Express every line of the entries below as a Markdown table with the columns Row and Line, giving each line its own row number. Skip blank lines and leave the pictures out.

+++++

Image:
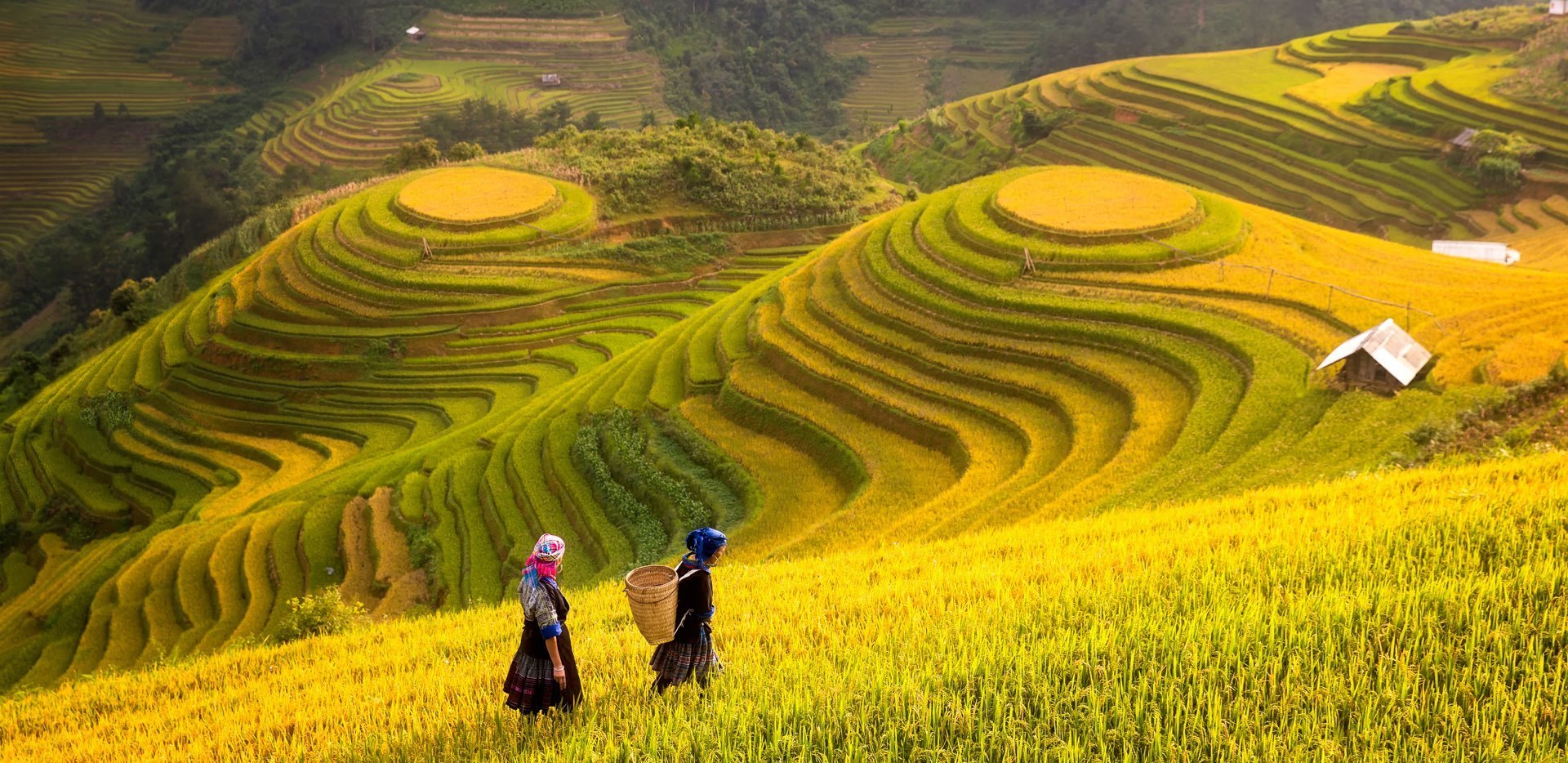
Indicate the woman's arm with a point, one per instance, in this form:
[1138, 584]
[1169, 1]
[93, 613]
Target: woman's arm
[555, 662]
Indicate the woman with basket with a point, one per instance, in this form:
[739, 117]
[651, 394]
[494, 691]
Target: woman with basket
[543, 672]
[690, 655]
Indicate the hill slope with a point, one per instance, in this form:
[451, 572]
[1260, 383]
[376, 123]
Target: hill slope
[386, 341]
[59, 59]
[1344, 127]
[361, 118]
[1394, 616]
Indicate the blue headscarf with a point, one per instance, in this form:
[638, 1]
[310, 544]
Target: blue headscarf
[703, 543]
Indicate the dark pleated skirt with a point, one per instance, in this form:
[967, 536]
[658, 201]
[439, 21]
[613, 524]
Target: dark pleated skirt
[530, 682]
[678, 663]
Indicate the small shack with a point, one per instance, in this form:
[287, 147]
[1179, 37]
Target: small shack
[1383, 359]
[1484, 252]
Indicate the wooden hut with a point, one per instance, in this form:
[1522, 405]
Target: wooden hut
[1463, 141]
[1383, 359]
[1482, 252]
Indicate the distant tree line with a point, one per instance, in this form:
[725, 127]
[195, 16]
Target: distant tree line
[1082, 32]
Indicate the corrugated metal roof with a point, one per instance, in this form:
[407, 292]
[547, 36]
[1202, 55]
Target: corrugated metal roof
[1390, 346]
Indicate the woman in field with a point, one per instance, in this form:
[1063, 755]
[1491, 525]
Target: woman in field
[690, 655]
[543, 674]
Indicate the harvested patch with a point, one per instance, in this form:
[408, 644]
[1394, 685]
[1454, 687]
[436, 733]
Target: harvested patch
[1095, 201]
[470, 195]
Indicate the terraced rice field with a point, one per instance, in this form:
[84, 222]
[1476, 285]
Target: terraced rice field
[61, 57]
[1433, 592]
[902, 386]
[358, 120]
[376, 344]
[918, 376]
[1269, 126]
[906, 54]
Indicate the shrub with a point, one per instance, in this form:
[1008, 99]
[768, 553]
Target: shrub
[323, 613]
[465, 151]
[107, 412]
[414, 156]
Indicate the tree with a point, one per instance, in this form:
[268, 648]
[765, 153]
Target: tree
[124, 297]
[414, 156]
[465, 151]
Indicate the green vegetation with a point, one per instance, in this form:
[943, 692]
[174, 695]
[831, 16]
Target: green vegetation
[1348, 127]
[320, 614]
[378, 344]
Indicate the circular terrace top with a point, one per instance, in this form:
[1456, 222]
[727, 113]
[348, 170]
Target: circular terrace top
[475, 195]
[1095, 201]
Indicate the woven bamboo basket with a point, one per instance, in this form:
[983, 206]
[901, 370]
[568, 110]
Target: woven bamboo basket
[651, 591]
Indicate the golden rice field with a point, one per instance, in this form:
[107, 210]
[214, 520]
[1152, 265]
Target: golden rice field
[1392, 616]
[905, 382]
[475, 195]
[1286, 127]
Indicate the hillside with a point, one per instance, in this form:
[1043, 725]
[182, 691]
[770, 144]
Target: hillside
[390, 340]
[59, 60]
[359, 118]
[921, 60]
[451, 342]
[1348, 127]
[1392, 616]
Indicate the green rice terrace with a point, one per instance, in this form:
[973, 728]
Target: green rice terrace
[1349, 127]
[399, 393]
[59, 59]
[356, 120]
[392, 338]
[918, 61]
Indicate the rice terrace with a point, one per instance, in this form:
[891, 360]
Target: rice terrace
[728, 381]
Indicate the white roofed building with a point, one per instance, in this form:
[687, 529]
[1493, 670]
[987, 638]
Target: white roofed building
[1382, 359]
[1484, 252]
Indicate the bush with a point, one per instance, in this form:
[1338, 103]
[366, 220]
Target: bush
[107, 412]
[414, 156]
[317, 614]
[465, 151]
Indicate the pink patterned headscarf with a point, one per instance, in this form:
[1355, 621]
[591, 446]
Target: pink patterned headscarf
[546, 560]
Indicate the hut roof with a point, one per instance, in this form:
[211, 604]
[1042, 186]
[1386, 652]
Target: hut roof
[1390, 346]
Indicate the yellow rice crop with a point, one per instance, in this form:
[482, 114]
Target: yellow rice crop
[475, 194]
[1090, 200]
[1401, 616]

+++++

> **Result of the exercise**:
| Row | Line |
|---|---|
| 1 | Image: |
| 2 | Indicate the woman's arm with a point, one per instance, in this form: |
| 3 | [1138, 584] |
| 4 | [1169, 1] |
| 5 | [93, 613] |
| 6 | Target: woman's arm |
| 7 | [555, 662] |
| 8 | Indicate the woman with basket with a point, one per instance, in this form: |
| 9 | [739, 117] |
| 10 | [651, 394] |
| 11 | [494, 691] |
| 12 | Target: woman with basket |
| 13 | [543, 672] |
| 14 | [690, 655] |
| 15 | Indicate the hill slope with a point, one per instance, in this form: |
| 16 | [451, 572] |
| 17 | [1260, 383] |
| 18 | [376, 123] |
| 19 | Target: hill slope |
| 20 | [386, 341] |
| 21 | [59, 59] |
| 22 | [1344, 127] |
| 23 | [361, 118] |
| 24 | [1394, 616] |
| 25 | Indicate the blue headscarf with a point, one per instance, in this form: |
| 26 | [638, 1] |
| 27 | [310, 544] |
| 28 | Target: blue headscarf |
| 29 | [703, 543] |
| 30 | Indicate the dark pleated skirt with a point, one per instance, in this form: |
| 31 | [967, 536] |
| 32 | [658, 201] |
| 33 | [439, 21] |
| 34 | [613, 524] |
| 35 | Target: dark pleated skirt |
| 36 | [530, 682] |
| 37 | [678, 663] |
| 38 | Indicate the small shack with a point, one per instance, in this form: |
| 39 | [287, 147] |
| 40 | [1179, 37] |
| 41 | Target: small shack |
| 42 | [1383, 359] |
| 43 | [1484, 252] |
| 44 | Indicate the wooden hut with a point, one per instance, in this form: |
| 45 | [1522, 405] |
| 46 | Target: wooden hut |
| 47 | [1463, 141] |
| 48 | [1383, 359] |
| 49 | [1482, 252] |
| 50 | Indicate the distant tree line with a point, one per instance, in this form: |
| 51 | [725, 127] |
| 52 | [195, 16] |
| 53 | Target: distant tree line |
| 54 | [1082, 32] |
| 55 | Indicate the corrugated metal roof with a point, one per instance, in this form: |
| 56 | [407, 292] |
| 57 | [547, 36] |
| 58 | [1202, 55] |
| 59 | Target: corrugated metal roof |
| 60 | [1390, 346] |
| 61 | Indicate the woman in field with a point, one per instance, in this form: |
| 62 | [1063, 755] |
| 63 | [1491, 525] |
| 64 | Target: woman in field |
| 65 | [690, 655] |
| 66 | [543, 674] |
| 67 | Indicate the harvested patch with a point, one per instance, in this form: |
| 68 | [408, 644] |
| 69 | [1394, 685] |
| 70 | [1454, 687] |
| 71 | [436, 733] |
| 72 | Target: harvested patch |
| 73 | [1095, 201] |
| 74 | [470, 195] |
| 75 | Indicate the terraced rice field with a point, one per instance, in this form: |
| 76 | [84, 222] |
| 77 | [1476, 285] |
| 78 | Target: terraced rice field |
| 79 | [61, 57] |
| 80 | [1433, 592] |
| 81 | [902, 386] |
| 82 | [358, 120] |
| 83 | [376, 344] |
| 84 | [918, 376] |
| 85 | [1269, 126] |
| 86 | [906, 54] |
| 87 | Indicate the shrub with a point, one per instance, in this form: |
| 88 | [1008, 99] |
| 89 | [768, 553] |
| 90 | Target: shrub |
| 91 | [323, 613] |
| 92 | [465, 151] |
| 93 | [107, 412] |
| 94 | [414, 156] |
| 95 | Indicate the tree with a point, one per instance, in this form: |
| 96 | [268, 648] |
| 97 | [765, 153] |
| 98 | Target: tree |
| 99 | [124, 297] |
| 100 | [414, 156] |
| 101 | [465, 151] |
| 102 | Indicate the green vegetation with a point, one per instance, in this form: |
| 103 | [943, 692] |
| 104 | [174, 695] |
| 105 | [831, 16] |
| 106 | Target: green vegetation |
| 107 | [1348, 127] |
| 108 | [320, 614] |
| 109 | [378, 344] |
| 110 | Indicate the circular terrace top with a point, one per instance, in this form: |
| 111 | [1456, 222] |
| 112 | [727, 113] |
| 113 | [348, 170] |
| 114 | Target: circular terrace top |
| 115 | [475, 195] |
| 116 | [1095, 201] |
| 117 | Indicate the woven bamboo basket with a point, one per instance, in this form: |
| 118 | [983, 206] |
| 119 | [901, 370] |
| 120 | [568, 110] |
| 121 | Target: woven bamboo basket |
| 122 | [651, 591] |
| 123 | Indicate the golden rice field with a point, one per instance, in this form: |
| 124 | [107, 210] |
| 125 | [214, 520] |
| 126 | [1152, 265] |
| 127 | Target: golden rice field |
| 128 | [1392, 616] |
| 129 | [905, 382] |
| 130 | [475, 195] |
| 131 | [1286, 127] |
| 132 | Indicate the hillside with a point, one per instance, in this form: |
| 133 | [1043, 725] |
| 134 | [182, 691] |
| 135 | [770, 144] |
| 136 | Target: hillside |
| 137 | [390, 340] |
| 138 | [59, 60] |
| 139 | [359, 118] |
| 140 | [921, 60] |
| 141 | [451, 342] |
| 142 | [1348, 127] |
| 143 | [1392, 616] |
| 144 | Indicate the green rice terrace with a point, one per instance, in this form: |
| 145 | [973, 728] |
| 146 | Target: green rice terrace |
| 147 | [1349, 127] |
| 148 | [399, 393] |
| 149 | [59, 59] |
| 150 | [356, 120] |
| 151 | [392, 338] |
| 152 | [918, 61] |
| 153 | Indicate the rice terrace with a point, one per instance, in this form: |
| 154 | [891, 360] |
| 155 | Target: rice terrace |
| 156 | [728, 381] |
| 157 | Indicate the white roofed building with a point, one per instance, in this form: |
| 158 | [687, 529] |
| 159 | [1493, 670] |
| 160 | [987, 638] |
| 161 | Target: white roofed building |
| 162 | [1382, 359] |
| 163 | [1484, 252] |
| 164 | Indicate the bush with a point, one per instance, in this form: |
| 165 | [1338, 103] |
| 166 | [366, 220] |
| 167 | Target: bush |
| 168 | [107, 412] |
| 169 | [414, 156] |
| 170 | [317, 614] |
| 171 | [465, 151] |
| 172 | Indicate the pink patterned headscarf with a point, one per instance, in this form: |
| 173 | [1355, 621] |
| 174 | [591, 446] |
| 175 | Target: pink patterned headscarf |
| 176 | [546, 560] |
| 177 | Indicate the hut roof with a point, one per instance, in this form: |
| 178 | [211, 604] |
| 179 | [1042, 186] |
| 180 | [1386, 652] |
| 181 | Target: hut roof |
| 182 | [1390, 346] |
| 183 | Indicate the yellow rice crop with a point, one per instance, in this form: |
| 184 | [482, 114] |
| 185 | Target: yellow rice crop |
| 186 | [475, 194] |
| 187 | [1090, 200] |
| 188 | [1401, 616] |